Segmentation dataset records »
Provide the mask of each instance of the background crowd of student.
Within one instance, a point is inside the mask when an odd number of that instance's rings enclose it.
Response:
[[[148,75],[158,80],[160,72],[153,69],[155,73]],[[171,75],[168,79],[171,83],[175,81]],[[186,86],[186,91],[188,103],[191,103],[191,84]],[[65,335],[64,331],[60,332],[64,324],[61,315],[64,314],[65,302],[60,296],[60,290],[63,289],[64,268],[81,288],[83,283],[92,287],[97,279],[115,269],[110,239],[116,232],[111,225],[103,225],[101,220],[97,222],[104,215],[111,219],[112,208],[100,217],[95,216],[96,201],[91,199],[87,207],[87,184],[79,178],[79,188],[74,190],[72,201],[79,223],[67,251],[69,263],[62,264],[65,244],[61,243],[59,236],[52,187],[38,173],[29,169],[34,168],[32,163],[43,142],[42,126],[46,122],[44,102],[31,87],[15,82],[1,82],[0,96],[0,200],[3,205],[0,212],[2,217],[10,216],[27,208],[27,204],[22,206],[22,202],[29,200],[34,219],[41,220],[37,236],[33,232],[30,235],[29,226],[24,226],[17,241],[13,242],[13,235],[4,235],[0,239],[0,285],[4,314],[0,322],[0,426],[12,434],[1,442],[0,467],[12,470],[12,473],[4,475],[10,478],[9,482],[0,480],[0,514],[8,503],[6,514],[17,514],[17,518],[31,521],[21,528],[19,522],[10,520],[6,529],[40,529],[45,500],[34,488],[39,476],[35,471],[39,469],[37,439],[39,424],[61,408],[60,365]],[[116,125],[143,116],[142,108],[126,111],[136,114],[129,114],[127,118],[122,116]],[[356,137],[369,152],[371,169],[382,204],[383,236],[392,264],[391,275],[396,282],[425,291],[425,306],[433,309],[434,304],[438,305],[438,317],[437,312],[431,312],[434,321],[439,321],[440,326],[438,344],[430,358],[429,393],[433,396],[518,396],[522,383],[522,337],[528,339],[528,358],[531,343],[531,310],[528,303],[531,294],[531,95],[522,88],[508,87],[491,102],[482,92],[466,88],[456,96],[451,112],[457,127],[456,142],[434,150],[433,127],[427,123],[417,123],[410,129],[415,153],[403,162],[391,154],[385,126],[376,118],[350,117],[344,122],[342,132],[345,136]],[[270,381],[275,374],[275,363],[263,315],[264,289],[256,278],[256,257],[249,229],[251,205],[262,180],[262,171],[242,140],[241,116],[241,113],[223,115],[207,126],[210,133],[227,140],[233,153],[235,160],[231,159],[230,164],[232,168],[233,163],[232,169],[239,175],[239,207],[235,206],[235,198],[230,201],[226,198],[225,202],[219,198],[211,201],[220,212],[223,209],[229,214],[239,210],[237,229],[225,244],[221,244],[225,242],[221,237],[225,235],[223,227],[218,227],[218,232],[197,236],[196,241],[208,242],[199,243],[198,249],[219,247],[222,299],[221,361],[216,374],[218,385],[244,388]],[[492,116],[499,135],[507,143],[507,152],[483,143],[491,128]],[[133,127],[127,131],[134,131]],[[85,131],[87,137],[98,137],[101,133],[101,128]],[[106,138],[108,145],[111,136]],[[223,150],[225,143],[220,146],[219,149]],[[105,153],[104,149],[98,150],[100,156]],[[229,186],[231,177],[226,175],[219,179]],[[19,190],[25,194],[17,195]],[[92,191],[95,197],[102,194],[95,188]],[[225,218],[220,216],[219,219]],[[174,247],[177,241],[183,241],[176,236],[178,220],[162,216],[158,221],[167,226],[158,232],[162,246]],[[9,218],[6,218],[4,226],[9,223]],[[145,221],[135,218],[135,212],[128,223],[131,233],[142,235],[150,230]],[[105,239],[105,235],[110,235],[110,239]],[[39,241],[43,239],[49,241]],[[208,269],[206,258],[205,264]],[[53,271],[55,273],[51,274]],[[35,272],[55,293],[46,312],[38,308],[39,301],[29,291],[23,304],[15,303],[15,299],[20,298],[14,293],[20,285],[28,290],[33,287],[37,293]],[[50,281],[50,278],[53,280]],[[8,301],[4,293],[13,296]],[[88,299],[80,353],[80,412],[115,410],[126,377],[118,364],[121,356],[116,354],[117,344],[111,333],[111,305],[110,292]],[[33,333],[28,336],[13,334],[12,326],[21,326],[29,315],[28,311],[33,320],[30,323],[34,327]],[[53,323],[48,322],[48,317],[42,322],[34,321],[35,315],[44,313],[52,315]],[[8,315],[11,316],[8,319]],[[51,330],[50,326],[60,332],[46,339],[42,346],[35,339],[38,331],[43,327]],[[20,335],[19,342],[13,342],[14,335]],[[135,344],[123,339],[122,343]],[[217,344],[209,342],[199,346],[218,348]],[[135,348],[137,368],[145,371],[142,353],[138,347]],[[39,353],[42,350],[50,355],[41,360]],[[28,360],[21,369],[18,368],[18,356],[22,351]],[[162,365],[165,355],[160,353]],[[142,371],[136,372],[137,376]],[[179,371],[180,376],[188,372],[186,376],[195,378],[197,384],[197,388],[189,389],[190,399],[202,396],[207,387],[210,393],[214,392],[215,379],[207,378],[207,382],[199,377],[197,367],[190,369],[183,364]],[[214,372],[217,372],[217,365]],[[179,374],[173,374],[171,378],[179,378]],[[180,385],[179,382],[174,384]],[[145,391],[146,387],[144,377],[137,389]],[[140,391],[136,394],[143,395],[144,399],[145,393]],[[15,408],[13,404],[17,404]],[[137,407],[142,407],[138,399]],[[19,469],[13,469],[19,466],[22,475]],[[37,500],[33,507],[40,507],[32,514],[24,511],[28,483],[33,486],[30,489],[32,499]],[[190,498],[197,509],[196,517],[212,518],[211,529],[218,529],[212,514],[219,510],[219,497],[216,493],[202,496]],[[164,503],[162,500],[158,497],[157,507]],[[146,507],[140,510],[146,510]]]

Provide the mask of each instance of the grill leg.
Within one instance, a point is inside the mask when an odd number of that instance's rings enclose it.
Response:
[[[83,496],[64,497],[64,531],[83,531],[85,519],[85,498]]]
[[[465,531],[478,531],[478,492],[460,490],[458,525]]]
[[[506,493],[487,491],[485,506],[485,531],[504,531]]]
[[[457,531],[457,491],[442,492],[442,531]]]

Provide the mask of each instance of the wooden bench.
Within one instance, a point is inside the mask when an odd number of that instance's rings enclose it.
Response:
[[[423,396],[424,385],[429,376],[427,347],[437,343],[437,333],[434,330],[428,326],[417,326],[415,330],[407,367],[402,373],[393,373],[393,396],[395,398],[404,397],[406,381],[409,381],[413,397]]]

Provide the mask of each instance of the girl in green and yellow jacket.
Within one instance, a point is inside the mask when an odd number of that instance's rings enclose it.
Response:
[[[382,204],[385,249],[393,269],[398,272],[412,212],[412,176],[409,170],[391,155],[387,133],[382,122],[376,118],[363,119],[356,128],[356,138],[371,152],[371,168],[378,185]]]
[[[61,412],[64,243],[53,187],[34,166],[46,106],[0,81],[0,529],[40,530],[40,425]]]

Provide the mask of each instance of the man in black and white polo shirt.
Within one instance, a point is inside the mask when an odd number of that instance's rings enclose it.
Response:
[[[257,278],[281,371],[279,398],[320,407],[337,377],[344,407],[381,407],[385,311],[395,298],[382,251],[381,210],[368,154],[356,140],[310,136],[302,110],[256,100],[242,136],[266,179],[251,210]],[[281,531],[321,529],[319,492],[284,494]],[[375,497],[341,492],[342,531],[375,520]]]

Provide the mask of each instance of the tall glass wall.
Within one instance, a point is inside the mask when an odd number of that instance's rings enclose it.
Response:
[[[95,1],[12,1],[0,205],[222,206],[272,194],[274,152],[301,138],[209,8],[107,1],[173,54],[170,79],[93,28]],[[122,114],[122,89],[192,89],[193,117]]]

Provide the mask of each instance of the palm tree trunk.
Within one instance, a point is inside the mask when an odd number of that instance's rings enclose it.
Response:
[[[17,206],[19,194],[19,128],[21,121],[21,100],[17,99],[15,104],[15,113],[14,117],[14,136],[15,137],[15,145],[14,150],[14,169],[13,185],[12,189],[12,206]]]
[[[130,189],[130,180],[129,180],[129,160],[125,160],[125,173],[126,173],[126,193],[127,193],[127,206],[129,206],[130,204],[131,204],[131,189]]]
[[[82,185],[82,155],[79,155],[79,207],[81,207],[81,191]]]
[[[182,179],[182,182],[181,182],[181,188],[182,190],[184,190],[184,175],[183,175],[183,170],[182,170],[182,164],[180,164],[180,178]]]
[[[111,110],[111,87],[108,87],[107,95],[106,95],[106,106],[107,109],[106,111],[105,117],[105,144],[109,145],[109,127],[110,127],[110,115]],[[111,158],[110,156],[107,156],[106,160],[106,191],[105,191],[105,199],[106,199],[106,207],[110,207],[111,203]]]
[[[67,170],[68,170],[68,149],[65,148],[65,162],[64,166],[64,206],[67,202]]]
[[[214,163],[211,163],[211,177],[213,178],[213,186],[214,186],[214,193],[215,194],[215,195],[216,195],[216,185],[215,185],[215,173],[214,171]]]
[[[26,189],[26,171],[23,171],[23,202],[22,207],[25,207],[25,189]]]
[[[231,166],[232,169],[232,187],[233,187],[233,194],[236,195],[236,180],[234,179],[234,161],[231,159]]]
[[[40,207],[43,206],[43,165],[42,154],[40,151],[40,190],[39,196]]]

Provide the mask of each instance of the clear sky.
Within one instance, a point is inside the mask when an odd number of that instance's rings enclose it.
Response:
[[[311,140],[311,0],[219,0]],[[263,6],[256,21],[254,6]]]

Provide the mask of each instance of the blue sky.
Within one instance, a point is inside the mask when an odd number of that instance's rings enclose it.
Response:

GOAL »
Recast the lines of the records, from the line containing "Provide the mask of each instance of the grill" through the line containing "[[[457,531],[457,491],[442,492],[442,531]]]" (both ends included), as a JSON list of strings with one string per line and blank lines left out.

EXPECTED ANSWER »
[
  "Provide the mask of each instance of the grill leg.",
  "Within one instance, a point is inside the mask when an odd number of that instance's rings enclose it.",
  "Response:",
  "[[[83,496],[64,497],[64,531],[83,531],[85,519],[85,498]]]",
  "[[[465,531],[478,531],[478,492],[460,490],[458,525]]]",
  "[[[506,493],[487,491],[485,506],[485,531],[504,531]]]",
  "[[[457,531],[457,491],[442,492],[442,531]]]"
]